→ **YOUR INSTRUCTIONS**
Format as a numbered list the entry lines starting with the line containing "Annotate the green" and going on through the line containing "<point>134,121</point>", both included. Leave out any blank lines and list nothing else.

→ **Pointing dataset records**

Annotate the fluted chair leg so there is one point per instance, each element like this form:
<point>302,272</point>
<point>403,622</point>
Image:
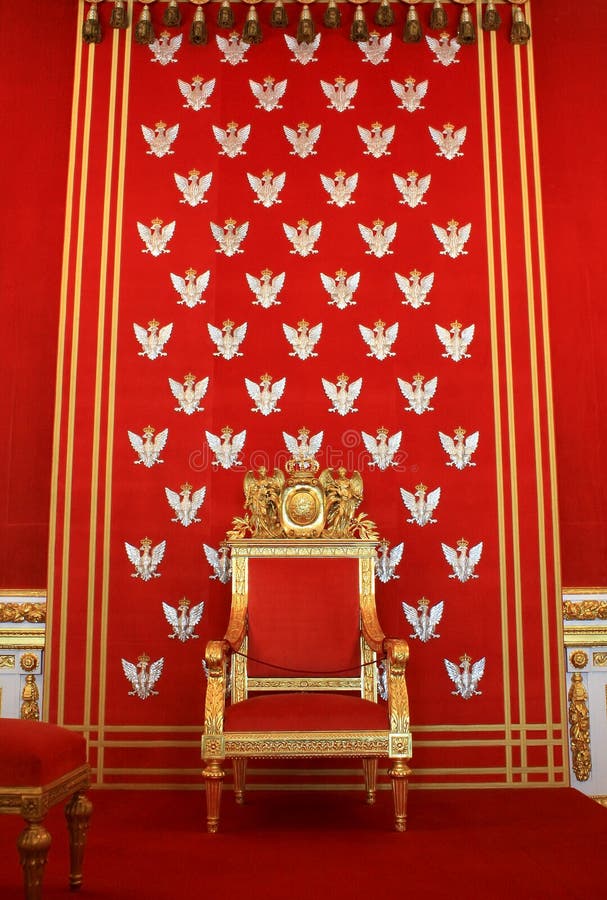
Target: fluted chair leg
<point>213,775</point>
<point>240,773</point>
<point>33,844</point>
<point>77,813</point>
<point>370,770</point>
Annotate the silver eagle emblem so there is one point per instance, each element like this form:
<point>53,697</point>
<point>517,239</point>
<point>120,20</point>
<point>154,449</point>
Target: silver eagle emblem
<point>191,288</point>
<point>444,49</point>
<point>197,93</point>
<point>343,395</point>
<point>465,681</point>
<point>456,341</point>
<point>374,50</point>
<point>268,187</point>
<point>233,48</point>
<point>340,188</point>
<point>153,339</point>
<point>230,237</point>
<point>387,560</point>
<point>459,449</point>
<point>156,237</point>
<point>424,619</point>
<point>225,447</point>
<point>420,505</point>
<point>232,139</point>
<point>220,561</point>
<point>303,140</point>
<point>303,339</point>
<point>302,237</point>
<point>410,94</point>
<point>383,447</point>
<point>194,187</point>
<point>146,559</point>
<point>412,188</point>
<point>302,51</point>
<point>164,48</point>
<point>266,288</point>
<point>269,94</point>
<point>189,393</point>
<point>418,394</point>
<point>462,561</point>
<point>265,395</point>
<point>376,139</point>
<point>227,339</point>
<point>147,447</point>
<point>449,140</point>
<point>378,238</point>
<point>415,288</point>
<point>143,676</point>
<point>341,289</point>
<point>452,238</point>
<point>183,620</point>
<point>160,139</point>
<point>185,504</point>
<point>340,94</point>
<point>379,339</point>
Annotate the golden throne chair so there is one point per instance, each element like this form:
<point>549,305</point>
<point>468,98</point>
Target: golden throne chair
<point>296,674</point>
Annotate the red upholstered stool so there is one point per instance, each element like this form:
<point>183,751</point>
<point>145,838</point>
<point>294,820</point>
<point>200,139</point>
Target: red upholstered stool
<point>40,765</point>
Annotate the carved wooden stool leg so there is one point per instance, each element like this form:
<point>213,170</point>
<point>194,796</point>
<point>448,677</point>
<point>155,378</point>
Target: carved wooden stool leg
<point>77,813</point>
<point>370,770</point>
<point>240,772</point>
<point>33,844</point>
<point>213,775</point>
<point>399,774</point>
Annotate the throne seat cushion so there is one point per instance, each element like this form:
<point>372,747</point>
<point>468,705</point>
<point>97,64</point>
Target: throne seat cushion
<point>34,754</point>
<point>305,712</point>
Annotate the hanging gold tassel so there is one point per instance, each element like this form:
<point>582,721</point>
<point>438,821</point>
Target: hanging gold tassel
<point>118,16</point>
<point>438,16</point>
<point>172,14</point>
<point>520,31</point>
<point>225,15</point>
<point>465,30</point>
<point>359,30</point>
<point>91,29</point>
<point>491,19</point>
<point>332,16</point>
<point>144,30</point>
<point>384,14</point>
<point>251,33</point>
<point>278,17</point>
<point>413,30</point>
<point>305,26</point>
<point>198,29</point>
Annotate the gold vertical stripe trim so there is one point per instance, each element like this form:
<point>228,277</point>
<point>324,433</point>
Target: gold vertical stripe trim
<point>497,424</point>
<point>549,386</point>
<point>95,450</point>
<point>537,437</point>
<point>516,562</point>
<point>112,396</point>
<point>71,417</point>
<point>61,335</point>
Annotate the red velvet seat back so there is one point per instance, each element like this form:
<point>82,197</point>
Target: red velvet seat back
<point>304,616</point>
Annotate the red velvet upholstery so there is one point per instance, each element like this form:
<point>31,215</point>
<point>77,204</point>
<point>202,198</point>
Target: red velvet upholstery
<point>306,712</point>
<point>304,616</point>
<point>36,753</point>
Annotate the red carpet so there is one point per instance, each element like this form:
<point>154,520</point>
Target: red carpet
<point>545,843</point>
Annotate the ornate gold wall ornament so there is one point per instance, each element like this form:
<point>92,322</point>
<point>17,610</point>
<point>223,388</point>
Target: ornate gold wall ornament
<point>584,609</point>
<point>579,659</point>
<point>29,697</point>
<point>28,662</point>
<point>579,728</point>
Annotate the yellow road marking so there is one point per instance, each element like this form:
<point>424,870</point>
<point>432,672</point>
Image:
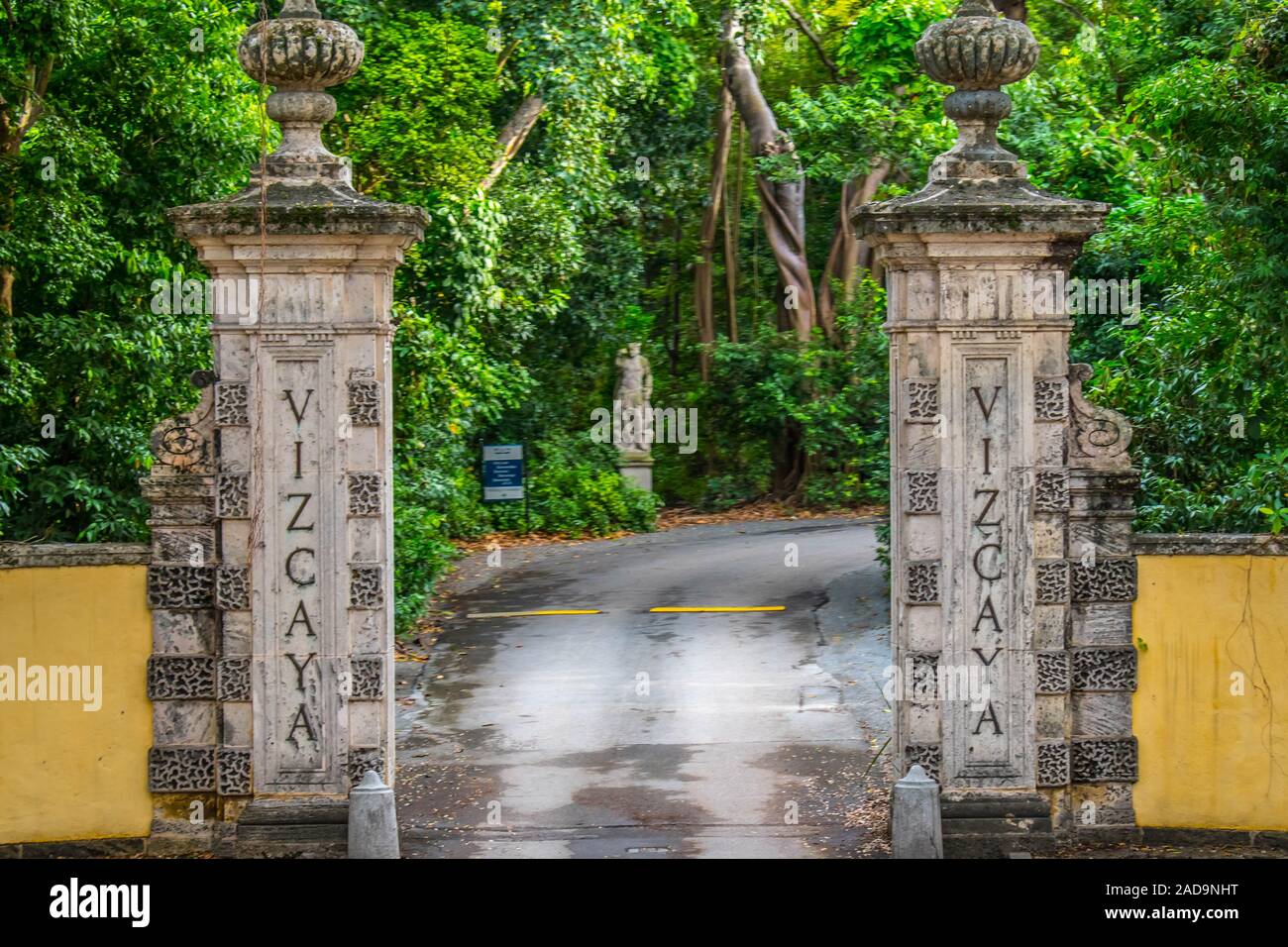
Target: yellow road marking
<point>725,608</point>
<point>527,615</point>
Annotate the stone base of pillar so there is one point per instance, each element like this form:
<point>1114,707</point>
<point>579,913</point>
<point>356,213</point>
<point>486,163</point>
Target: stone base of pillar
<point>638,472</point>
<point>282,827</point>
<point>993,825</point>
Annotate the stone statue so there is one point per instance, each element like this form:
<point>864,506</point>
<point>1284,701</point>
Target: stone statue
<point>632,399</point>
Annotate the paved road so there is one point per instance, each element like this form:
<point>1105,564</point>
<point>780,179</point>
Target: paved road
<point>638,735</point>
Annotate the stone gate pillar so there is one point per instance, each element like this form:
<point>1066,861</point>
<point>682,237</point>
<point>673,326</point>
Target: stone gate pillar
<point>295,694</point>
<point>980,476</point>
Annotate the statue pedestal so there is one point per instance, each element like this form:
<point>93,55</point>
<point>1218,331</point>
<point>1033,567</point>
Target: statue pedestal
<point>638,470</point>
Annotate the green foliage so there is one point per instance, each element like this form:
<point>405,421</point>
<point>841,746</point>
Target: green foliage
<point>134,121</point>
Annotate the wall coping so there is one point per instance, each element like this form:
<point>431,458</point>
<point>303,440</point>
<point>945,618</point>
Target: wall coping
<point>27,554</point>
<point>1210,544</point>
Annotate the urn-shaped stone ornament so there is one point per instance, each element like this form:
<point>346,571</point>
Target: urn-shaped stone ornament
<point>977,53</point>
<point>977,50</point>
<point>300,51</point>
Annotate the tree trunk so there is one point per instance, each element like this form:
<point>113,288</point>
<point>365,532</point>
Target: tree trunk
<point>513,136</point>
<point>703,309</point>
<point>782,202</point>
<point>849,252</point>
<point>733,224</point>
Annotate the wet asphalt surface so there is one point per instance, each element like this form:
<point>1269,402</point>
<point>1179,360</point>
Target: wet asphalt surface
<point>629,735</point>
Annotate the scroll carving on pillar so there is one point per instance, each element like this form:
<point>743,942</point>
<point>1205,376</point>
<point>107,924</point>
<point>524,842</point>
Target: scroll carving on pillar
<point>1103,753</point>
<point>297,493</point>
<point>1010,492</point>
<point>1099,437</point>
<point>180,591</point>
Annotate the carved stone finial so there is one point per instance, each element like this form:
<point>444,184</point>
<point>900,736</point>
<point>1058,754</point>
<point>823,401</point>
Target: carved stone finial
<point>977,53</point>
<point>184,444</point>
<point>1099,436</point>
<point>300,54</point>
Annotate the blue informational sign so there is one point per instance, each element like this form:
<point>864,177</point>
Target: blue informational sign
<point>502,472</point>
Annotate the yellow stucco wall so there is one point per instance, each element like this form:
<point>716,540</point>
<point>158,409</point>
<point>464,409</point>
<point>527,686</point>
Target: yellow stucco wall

→ **SOLVED EXERCISE**
1. Annotate the green foliage so there is one point per instance, each element like this form:
2. <point>405,421</point>
3. <point>841,746</point>
4. Target: green foliage
5. <point>134,121</point>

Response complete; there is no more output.